PROBLEM TO WORK ON →
Entries follow. Give back exactly the lines starting at the one containing "red brick building ??" and ending at the one containing "street lamp post ??", and no other lines.

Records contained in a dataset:
===

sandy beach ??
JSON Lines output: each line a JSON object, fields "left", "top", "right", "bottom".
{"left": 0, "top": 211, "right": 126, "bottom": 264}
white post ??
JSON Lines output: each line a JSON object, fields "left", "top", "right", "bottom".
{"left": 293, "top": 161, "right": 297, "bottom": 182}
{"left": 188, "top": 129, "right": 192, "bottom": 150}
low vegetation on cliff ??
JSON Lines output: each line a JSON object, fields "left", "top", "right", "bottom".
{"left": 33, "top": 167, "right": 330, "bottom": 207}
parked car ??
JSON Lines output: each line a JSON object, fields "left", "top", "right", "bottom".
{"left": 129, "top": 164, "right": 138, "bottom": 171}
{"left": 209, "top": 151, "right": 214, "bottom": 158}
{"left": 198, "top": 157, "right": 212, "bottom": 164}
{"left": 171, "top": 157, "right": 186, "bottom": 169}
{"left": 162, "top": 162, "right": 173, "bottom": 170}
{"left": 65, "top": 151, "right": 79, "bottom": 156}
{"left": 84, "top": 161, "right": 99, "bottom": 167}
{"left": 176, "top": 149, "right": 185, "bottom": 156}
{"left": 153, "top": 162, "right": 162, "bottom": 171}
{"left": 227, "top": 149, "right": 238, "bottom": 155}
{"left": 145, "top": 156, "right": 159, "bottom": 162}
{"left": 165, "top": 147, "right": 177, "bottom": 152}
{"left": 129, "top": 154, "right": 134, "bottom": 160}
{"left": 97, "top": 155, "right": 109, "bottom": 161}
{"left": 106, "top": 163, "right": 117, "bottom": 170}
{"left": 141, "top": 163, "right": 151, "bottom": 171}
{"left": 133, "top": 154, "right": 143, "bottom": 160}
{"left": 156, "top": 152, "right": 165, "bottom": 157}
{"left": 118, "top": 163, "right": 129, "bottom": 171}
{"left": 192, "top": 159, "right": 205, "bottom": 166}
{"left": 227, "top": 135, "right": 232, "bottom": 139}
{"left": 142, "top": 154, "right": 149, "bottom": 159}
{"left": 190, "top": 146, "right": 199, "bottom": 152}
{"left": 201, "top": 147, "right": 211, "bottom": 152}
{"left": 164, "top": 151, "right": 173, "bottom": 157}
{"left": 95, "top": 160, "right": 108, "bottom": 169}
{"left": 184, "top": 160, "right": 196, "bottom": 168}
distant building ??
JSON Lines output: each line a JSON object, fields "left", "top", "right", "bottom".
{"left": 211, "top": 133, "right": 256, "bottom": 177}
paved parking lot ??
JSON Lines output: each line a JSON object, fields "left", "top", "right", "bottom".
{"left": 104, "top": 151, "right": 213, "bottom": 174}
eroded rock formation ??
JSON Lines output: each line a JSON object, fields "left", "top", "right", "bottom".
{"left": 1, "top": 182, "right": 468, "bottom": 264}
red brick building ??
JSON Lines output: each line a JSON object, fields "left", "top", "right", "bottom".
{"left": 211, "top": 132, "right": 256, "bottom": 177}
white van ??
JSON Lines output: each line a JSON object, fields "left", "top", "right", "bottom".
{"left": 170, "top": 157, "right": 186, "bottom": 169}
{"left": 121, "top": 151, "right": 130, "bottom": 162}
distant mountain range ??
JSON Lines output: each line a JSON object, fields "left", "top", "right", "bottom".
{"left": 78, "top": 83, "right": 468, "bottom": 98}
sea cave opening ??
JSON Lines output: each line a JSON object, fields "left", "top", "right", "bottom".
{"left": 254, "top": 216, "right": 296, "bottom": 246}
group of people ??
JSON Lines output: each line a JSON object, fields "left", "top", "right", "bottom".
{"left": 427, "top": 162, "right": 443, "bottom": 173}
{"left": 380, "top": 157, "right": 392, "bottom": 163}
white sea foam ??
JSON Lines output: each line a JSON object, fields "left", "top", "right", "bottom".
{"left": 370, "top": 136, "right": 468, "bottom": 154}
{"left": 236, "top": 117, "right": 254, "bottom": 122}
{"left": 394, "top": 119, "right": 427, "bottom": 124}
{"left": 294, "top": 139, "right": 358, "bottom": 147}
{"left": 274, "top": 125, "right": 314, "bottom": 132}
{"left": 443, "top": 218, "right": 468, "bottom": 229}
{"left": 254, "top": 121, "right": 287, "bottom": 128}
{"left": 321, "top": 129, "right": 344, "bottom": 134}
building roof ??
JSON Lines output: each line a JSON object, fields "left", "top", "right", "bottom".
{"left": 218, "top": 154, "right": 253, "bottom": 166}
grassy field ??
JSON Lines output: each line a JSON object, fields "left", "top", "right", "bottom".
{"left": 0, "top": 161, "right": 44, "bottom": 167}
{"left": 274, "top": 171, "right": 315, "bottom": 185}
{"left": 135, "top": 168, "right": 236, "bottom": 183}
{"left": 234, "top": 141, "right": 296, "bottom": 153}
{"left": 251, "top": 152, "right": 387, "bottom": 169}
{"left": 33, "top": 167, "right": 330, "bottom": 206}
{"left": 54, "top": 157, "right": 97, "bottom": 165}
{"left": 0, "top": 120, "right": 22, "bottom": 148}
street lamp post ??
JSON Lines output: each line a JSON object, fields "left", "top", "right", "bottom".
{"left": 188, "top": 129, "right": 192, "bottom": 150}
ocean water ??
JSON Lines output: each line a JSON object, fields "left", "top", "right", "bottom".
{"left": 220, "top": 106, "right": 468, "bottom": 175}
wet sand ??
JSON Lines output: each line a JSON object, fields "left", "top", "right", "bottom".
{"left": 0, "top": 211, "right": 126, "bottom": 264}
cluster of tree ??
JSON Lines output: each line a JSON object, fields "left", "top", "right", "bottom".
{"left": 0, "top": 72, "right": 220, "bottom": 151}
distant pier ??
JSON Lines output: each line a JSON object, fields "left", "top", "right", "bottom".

===

SOLUTION TO THIS PROBLEM →
red brick building ??
JSON Lines output: each line a JSON object, fields "left", "top", "right", "bottom".
{"left": 211, "top": 132, "right": 256, "bottom": 177}
white van ??
JSON Lines output: each line a JSON object, fields "left", "top", "right", "bottom".
{"left": 170, "top": 157, "right": 186, "bottom": 169}
{"left": 121, "top": 151, "right": 130, "bottom": 162}
distant mountain range ??
JSON Lines output: each line a JSON object, fields "left", "top", "right", "bottom".
{"left": 78, "top": 83, "right": 468, "bottom": 98}
sea cave opening ??
JSON Lines output: each line a JSON object, fields "left", "top", "right", "bottom".
{"left": 254, "top": 216, "right": 296, "bottom": 246}
group of people ??
JSON Lines output: each line a JSON object, fields "left", "top", "right", "bottom".
{"left": 427, "top": 162, "right": 443, "bottom": 173}
{"left": 380, "top": 157, "right": 392, "bottom": 163}
white sea foam ??
JSON Lines output: each line a JSON object, fields "left", "top", "right", "bottom".
{"left": 370, "top": 136, "right": 468, "bottom": 154}
{"left": 236, "top": 117, "right": 254, "bottom": 122}
{"left": 394, "top": 119, "right": 427, "bottom": 124}
{"left": 294, "top": 139, "right": 358, "bottom": 147}
{"left": 274, "top": 125, "right": 314, "bottom": 132}
{"left": 443, "top": 218, "right": 468, "bottom": 229}
{"left": 254, "top": 121, "right": 287, "bottom": 128}
{"left": 321, "top": 129, "right": 344, "bottom": 134}
building roof ??
JSON Lines output: each line a JSON object, fields "left", "top", "right", "bottom".
{"left": 218, "top": 154, "right": 253, "bottom": 166}
grassy field ??
JSON Lines output: each line a JSON object, fields "left", "top", "right", "bottom".
{"left": 0, "top": 161, "right": 44, "bottom": 167}
{"left": 274, "top": 171, "right": 315, "bottom": 185}
{"left": 135, "top": 168, "right": 236, "bottom": 183}
{"left": 234, "top": 141, "right": 296, "bottom": 153}
{"left": 251, "top": 152, "right": 387, "bottom": 169}
{"left": 33, "top": 167, "right": 330, "bottom": 206}
{"left": 54, "top": 157, "right": 97, "bottom": 165}
{"left": 0, "top": 120, "right": 22, "bottom": 148}
street lamp post ??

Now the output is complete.